Exercise prompt:
Search the records below for the word "positive", then return every line where it appears.

Dataset entries:

/---

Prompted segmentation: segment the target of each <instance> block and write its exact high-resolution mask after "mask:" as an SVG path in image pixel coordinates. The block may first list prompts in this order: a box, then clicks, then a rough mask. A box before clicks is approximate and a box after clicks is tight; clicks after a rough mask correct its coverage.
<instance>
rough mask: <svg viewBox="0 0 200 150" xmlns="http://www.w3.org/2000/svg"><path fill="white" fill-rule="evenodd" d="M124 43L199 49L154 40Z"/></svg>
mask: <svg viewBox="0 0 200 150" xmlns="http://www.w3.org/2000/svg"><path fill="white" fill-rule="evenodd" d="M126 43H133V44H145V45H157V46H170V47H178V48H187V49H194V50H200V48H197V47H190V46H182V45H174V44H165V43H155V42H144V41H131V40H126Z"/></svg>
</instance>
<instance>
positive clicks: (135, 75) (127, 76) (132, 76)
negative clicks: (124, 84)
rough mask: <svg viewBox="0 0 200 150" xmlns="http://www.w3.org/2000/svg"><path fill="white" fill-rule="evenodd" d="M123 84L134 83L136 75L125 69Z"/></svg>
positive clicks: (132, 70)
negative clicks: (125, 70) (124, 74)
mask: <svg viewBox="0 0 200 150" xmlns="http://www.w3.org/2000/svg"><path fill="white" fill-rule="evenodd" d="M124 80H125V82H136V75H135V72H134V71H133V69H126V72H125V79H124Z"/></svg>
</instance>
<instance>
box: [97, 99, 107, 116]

\---

Expected answer:
positive clicks: (135, 75) (127, 76) (132, 76)
positive clicks: (132, 70)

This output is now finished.